### WORK REQUIRED
Find "[[185, 354], [418, 427]]" and "[[139, 231], [26, 193], [318, 139]]" in the records below. Copy the lines holding them and every line between, exactly, and no others.

### EXERCISE DATA

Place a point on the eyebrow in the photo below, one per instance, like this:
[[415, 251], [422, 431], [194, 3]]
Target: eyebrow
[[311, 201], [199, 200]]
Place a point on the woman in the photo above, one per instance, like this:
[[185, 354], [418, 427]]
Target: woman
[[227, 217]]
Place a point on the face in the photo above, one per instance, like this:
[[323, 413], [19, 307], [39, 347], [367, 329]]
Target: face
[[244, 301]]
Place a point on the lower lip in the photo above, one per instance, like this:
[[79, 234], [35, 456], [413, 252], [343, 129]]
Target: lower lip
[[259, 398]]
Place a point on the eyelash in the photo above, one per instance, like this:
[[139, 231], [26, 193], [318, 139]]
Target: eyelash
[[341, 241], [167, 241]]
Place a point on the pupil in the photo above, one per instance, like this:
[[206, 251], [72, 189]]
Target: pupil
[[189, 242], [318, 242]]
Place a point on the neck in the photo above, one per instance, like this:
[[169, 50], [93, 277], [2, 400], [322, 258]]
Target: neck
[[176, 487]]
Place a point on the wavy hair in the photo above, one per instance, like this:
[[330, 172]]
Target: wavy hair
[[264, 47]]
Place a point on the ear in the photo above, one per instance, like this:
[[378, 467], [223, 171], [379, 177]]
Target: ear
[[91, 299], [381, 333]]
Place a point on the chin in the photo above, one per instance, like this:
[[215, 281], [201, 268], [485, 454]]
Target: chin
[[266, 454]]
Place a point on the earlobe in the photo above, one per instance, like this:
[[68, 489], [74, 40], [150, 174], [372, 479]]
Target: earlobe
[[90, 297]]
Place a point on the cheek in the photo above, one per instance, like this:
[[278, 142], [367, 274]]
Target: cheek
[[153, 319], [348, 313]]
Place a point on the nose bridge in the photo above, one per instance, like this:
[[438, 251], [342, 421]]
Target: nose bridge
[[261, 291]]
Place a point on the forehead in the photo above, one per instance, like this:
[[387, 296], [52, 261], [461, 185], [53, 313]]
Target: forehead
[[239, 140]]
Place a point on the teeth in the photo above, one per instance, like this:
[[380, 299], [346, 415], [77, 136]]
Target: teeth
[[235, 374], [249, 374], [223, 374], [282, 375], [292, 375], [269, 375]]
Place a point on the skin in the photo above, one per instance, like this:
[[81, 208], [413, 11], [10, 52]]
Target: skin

### ANSWER AREA
[[185, 354], [418, 427]]
Target: woman
[[227, 217]]
Place a point on the face in the photo above, one per instance, like this:
[[323, 413], [19, 307], [39, 347], [367, 329]]
Target: face
[[244, 301]]
Place a point on the lower lip in the photo above, one per instance, like this:
[[79, 234], [35, 456], [413, 252], [343, 129]]
Target: lower lip
[[259, 398]]
Place a point on the eyelash in the photo above, one per instance, like this:
[[139, 231], [26, 193], [318, 139]]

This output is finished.